▸ **Texto seleccionado**
○ ○ ○
Edfu
o la omnipotencia de Horus

Dado su prodigioso estado de conservación, Edfu es el templo por excelencia. No es una causalidad que su protector, Horus, que es también el del faraón, velara con tanto celo por este edificio que nos ha llegado intacto.

Nos dirigiremos a Edfu saliendo de Luxor o de Asuán. Lo fundamental es prever el mayor tiempo de visita posible. Capital del segundo nomo del Alto Egipto, Edfu fue una ciudad importante y rica del Imperio Antiguo. Ciudad de Apolo, según los griegos, era la sede de Horus, simbolizado por un disco solar alado, o dicho de otro modo, de la luz en movimiento. Conocido por estos lugares con el nombre de Horus de Behedet, el dios es también halcón u hombre con cabeza de halcón.

La impresión que Edfu ofrece es sencillamente extraordinaria. Quedamos convencidos de que no falta ni una piedra, ni una escultura, ni un relieve. Ahí está el templo, junto a una ciudad moderna sin especial interés. Es esa masa enorme que nadie puede ignorar, ese territorio sagrado protegido por altos muros contra los cuales se quiebran las miradas profanas. Todo está preparado para funcionar. Bastaría con que la procesión de los sacerdotes apareciese, que los iniciados entrasen en el templo, y todo volvería a comenzar como ayer, se celebrarían de nuevo los ritos.

Sin ninguna duda, Edfu es un milagro. Su conservación se debe a la magia de Horus, que veló por su templo preferido. Los racionalistas crean algo distinto. Para ellos, todo se explica por un largo período bajo la arena, durante el cual sólo las partes altas del edificio eran visibles. Los miembros de la expedición a Egipto, en 1798, comprobaron que algunos fellahs habían construido sus moradas en torno al templo e, incluso… ¡en el tejado! Edfu era entonces una especie de fortaleza en la que refugiarse durante las expediciones de los salteadores del desierto. Sólo en 1860 el francés Mariette comenzó a desenterrar Edfu, cuya gran sala de columnas estaba cubierta hasta el nivel de los capiteles. Otro francés, Chassinat, se empeñó en otra tarea, mucho más gigantesca: copiar los largos textos que llenaron no menos de 15 volúmenes in-folio, la mayoría de los cuales, por desgracia, siguen pendientes de una traducción.
○ ○ ○
▸ **Registros del listado**
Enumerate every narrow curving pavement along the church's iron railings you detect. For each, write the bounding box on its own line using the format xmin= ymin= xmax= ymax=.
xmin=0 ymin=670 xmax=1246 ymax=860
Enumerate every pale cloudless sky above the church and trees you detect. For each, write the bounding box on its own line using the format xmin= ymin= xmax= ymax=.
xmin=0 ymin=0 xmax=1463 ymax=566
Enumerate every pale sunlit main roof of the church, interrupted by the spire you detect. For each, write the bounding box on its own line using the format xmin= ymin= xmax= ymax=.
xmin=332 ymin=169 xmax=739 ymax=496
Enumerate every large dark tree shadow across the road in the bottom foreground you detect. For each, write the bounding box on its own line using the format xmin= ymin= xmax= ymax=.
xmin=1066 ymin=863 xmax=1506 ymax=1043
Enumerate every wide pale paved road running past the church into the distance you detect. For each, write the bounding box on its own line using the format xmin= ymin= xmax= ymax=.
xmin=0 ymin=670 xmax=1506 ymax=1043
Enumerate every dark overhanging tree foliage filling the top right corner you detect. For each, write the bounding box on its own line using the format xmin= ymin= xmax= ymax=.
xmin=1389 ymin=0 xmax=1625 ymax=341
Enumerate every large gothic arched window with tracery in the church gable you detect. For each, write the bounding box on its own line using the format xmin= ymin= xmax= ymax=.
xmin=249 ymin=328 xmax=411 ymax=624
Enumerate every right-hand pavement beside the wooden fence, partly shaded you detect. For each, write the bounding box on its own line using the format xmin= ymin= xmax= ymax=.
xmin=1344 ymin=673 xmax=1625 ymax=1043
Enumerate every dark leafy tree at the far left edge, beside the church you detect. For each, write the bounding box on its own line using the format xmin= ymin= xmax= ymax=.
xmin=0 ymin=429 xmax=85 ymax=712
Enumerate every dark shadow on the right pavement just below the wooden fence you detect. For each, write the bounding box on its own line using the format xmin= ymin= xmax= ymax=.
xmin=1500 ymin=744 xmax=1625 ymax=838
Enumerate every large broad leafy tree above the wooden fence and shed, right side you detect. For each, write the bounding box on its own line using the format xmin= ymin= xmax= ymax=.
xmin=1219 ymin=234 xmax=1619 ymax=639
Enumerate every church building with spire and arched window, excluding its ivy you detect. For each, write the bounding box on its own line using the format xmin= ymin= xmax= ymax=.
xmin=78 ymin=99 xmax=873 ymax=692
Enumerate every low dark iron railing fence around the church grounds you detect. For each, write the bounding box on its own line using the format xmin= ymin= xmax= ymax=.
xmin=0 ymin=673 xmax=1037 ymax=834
○ ○ ○
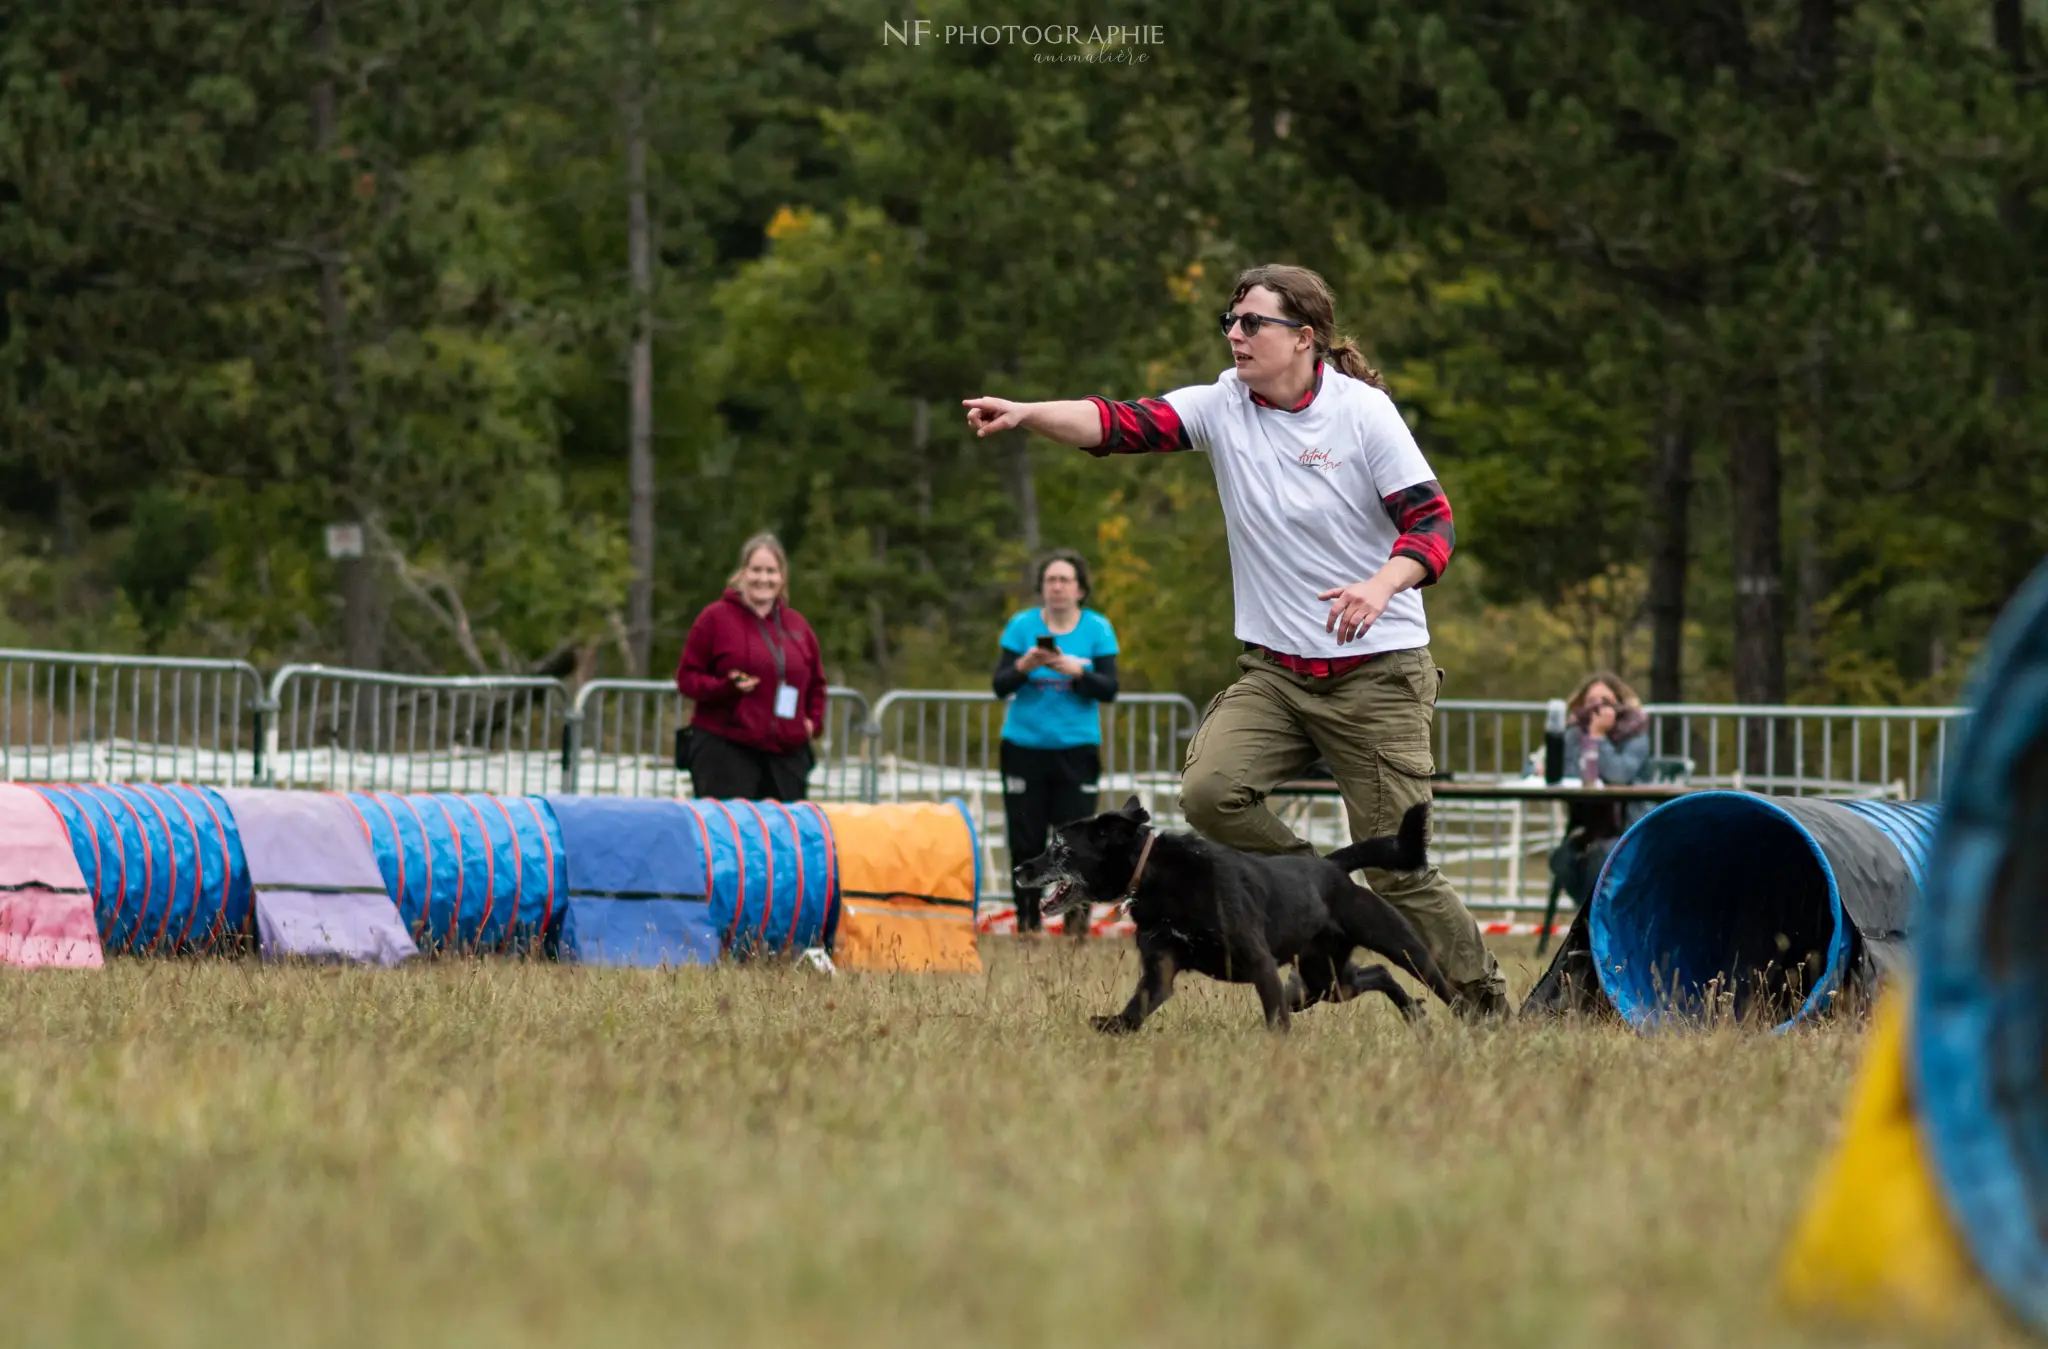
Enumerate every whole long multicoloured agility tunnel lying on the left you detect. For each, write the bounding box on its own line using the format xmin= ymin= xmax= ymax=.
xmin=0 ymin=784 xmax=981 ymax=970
○ ○ ○
▸ **Tareas por realizar**
**a.** Enumera las formas con que, según el texto sobre Edfu, se representa a Horus.
**b.** Resume en dos oraciones el texto sobre Edfu.
**c.** Reproduce del texto sobre Edfu todo lo que va desde "Nos dirigiremos a" hasta "cabeza de halcón.".

▸ **Soluciones del ejercicio**
**a.** un disco solar alado; un halcón; un hombre con cabeza de halcón

**b.** Edfu, capital del segundo nomo del Alto Egipto y sede de Horus, conserva un templo que parece intacto y preparado para que se celebren de nuevo los ritos. Su conservación se atribuye a la magia de Horus o, según los racionalistas, a un largo período bajo la arena, hasta que en 1860 Mariette comenzó a desenterrarlo y Chassinat se empeñó en copiar sus largos textos.

**c.**
Nos dirigiremos a Edfu saliendo de Luxor o de Asuán. Lo fundamental es prever el mayor tiempo de visita posible. Capital del segundo nomo del Alto Egipto, Edfu fue una ciudad importante y rica del Imperio Antiguo. Ciudad de Apolo, según los griegos, era la sede de Horus, simbolizado por un disco solar alado, o dicho de otro modo, de la luz en movimiento. Conocido por estos lugares con el nombre de Horus de Behedet, el dios es también halcón u hombre con cabeza de halcón.